▸ **Set exercise**:
Copy the excerpt word for word, starting at "In this respect, they" and ending at "pint of ice cream.".

▸ **Selection**:
▬▬▬▬▬▬
In this respect, they are wonderful, because gobs of us walking around today wouldn’t be here without them. But they’ve got tons of downsides to them. They cause bizarre parts of your body to puff up without warning (in my case, my face and stomach have been stretched to their limitations. I look like a female Dwight Schrute), they send you off on an emotional rollar coaster not seen since you were in high school, and they make you break out like crazy.

I also have a sneaking suspicion that underneath every new zit that has arisen on my jaw, chest, and arms is a teeny tiny black hair waiting to break the surface. When that dark day finally takes place, I will hopefully be miles from any other humans, deep in the woods, hiding under the safety of a snuggie with a pint of ice cream.

Or five pints of ice cream. Because that’s the other thing about steroids: they make you hungry. Like, crazy hungry. Over the last week, I’ve gained 5 pounds as a result of delivering every single edible morsel within arms’ reach to my mouth (occasionally said edible morsels are not, in fact, edible. I’m pretty sure I licked a piece of dryer lint off my chin and what I thought was a cookie crumb may have actually been a dessicated booger).
▬▬▬▬▬▬
▸ **Rows**:
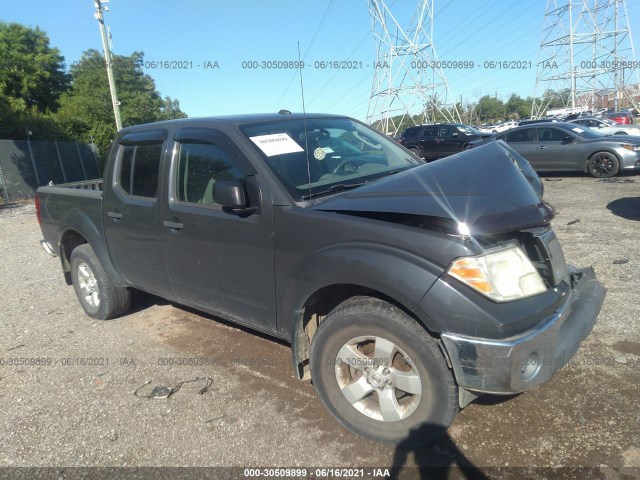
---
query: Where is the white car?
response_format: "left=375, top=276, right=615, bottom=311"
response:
left=569, top=117, right=640, bottom=135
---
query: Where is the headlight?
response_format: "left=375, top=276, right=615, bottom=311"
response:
left=448, top=245, right=547, bottom=302
left=620, top=143, right=640, bottom=152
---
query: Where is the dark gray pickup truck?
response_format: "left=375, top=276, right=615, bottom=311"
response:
left=36, top=112, right=605, bottom=444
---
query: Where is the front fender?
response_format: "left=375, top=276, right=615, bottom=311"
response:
left=58, top=208, right=127, bottom=286
left=280, top=242, right=442, bottom=336
left=279, top=243, right=442, bottom=379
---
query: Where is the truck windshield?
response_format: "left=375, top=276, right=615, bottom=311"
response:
left=241, top=118, right=422, bottom=202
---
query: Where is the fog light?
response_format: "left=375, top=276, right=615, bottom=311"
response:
left=520, top=352, right=542, bottom=381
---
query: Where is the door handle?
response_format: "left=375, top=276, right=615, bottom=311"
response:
left=163, top=220, right=184, bottom=230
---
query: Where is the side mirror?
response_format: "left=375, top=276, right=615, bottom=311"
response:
left=212, top=180, right=257, bottom=217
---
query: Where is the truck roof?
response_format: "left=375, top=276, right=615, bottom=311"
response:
left=121, top=112, right=348, bottom=132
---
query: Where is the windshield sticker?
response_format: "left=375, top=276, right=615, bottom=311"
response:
left=250, top=133, right=304, bottom=157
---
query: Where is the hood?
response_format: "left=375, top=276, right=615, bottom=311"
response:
left=310, top=142, right=553, bottom=235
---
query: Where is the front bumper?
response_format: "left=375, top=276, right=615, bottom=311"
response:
left=441, top=268, right=606, bottom=394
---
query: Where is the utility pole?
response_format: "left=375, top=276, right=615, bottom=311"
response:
left=93, top=0, right=122, bottom=131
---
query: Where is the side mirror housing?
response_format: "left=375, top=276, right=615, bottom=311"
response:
left=212, top=180, right=247, bottom=210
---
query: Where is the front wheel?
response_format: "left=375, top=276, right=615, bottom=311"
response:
left=587, top=152, right=620, bottom=178
left=71, top=244, right=131, bottom=320
left=311, top=297, right=458, bottom=446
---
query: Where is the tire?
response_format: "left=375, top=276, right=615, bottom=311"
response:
left=311, top=297, right=459, bottom=446
left=587, top=152, right=620, bottom=178
left=71, top=244, right=131, bottom=320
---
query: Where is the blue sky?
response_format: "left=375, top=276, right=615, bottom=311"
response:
left=0, top=0, right=640, bottom=120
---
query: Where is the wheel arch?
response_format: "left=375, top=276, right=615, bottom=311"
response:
left=584, top=148, right=622, bottom=173
left=58, top=209, right=127, bottom=286
left=291, top=283, right=437, bottom=380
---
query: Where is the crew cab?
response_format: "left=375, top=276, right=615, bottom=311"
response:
left=36, top=112, right=605, bottom=445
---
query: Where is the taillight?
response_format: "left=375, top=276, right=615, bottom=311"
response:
left=35, top=195, right=42, bottom=224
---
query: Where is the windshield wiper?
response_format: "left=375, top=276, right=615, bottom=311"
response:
left=302, top=182, right=367, bottom=200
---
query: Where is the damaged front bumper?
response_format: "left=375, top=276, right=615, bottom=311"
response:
left=441, top=268, right=606, bottom=394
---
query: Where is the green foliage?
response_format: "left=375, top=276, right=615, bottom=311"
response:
left=59, top=50, right=186, bottom=154
left=0, top=22, right=186, bottom=165
left=0, top=22, right=70, bottom=113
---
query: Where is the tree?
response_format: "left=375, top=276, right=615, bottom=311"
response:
left=59, top=50, right=187, bottom=154
left=0, top=22, right=70, bottom=114
left=505, top=93, right=532, bottom=120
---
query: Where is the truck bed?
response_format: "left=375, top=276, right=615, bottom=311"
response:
left=37, top=179, right=102, bottom=253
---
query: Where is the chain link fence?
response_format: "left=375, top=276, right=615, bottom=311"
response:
left=0, top=134, right=101, bottom=204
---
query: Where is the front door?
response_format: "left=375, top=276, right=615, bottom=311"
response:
left=162, top=127, right=276, bottom=330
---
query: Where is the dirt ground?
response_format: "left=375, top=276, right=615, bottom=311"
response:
left=0, top=175, right=640, bottom=480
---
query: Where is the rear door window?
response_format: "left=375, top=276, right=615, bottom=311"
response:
left=117, top=143, right=162, bottom=198
left=538, top=128, right=567, bottom=142
left=506, top=128, right=533, bottom=143
left=176, top=140, right=244, bottom=205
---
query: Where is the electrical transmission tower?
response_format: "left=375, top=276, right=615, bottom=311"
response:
left=367, top=0, right=460, bottom=135
left=532, top=0, right=640, bottom=118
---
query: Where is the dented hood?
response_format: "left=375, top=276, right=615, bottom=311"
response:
left=311, top=142, right=553, bottom=235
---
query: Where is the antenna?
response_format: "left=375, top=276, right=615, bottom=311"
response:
left=93, top=0, right=122, bottom=131
left=298, top=41, right=311, bottom=197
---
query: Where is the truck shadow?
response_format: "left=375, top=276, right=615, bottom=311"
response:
left=607, top=197, right=640, bottom=221
left=390, top=423, right=489, bottom=480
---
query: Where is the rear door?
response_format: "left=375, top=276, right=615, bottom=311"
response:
left=498, top=127, right=537, bottom=164
left=419, top=126, right=440, bottom=159
left=436, top=125, right=464, bottom=157
left=532, top=126, right=584, bottom=170
left=161, top=127, right=275, bottom=331
left=103, top=129, right=173, bottom=298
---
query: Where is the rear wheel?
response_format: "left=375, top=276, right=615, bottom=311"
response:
left=587, top=152, right=620, bottom=178
left=71, top=244, right=131, bottom=320
left=311, top=297, right=458, bottom=445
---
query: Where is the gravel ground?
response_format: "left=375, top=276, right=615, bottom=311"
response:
left=0, top=175, right=640, bottom=479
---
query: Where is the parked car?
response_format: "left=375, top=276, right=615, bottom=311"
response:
left=398, top=123, right=492, bottom=160
left=608, top=111, right=635, bottom=125
left=474, top=122, right=640, bottom=178
left=36, top=114, right=605, bottom=445
left=491, top=120, right=518, bottom=133
left=569, top=117, right=640, bottom=135
left=518, top=118, right=559, bottom=127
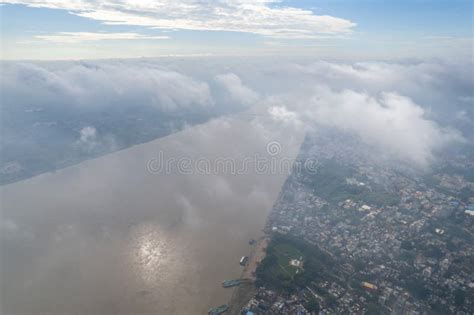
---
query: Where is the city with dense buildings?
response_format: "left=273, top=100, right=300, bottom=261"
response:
left=241, top=132, right=474, bottom=314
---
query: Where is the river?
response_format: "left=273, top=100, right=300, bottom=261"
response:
left=0, top=117, right=302, bottom=315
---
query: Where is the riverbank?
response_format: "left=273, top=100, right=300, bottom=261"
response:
left=227, top=236, right=270, bottom=315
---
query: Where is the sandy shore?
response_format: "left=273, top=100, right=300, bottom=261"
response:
left=226, top=236, right=270, bottom=315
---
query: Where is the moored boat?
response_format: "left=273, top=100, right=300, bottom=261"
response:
left=208, top=304, right=229, bottom=315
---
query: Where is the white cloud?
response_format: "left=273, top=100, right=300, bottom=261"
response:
▬▬▬▬▬▬
▸ **Result of the exercise**:
In this respect, they are wonderful, because gobs of us walking around today wouldn’t be here without them. But they’ve got tons of downsides to them. They cause bizarre parts of your body to puff up without warning (in my case, my face and stomach have been stretched to their limitations. I look like a female Dwight Schrute), they send you off on an emotional rollar coaster not seen since you were in high school, and they make you break out like crazy.

I also have a sneaking suspicion that underneath every new zit that has arisen on my jaw, chest, and arms is a teeny tiny black hair waiting to break the surface. When that dark day finally takes place, I will hopefully be miles from any other humans, deep in the woods, hiding under the safety of a snuggie with a pint of ice cream.